[start of GIVEN DATA]

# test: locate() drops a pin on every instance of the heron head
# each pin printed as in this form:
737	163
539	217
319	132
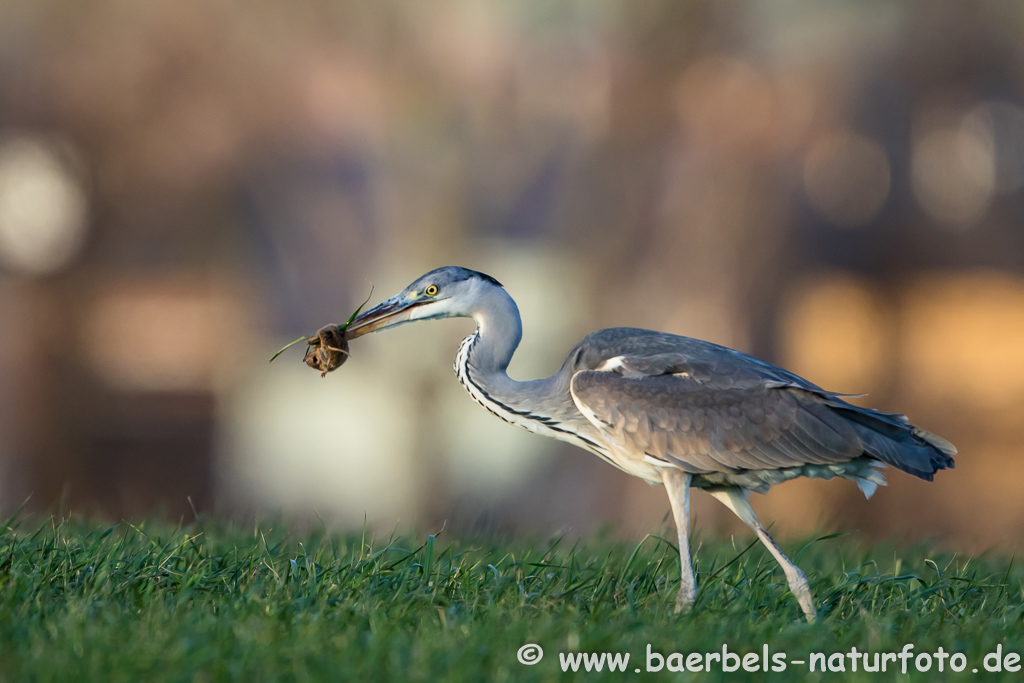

[end of GIVEN DATA]

# [PROBLEM TO SOLVE]
Output every line of the items above as a Markdown table with the columns "Row" and "Line", skipping blank lines. Leave the pictures out of the answer.

# [TASK OUTPUT]
| Row | Line |
|---|---|
| 1 | # test: locate() drops a pin on every instance of the heron head |
| 2 | # each pin printed as in this form: |
| 3 | 737	163 |
| 4 | 539	217 |
| 5 | 319	132 |